Data excerpts START

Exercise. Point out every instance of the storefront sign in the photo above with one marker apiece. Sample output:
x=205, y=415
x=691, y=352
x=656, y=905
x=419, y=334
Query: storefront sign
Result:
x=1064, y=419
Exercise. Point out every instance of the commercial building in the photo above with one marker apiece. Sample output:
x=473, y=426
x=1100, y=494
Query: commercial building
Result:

Data excerpts END

● What this task involves: Find the line with "x=473, y=426" in the listing above, then write out that line and each remaining line exactly, with no other text.

● Result of the exercise:
x=473, y=426
x=1100, y=494
Query: commercial building
Result:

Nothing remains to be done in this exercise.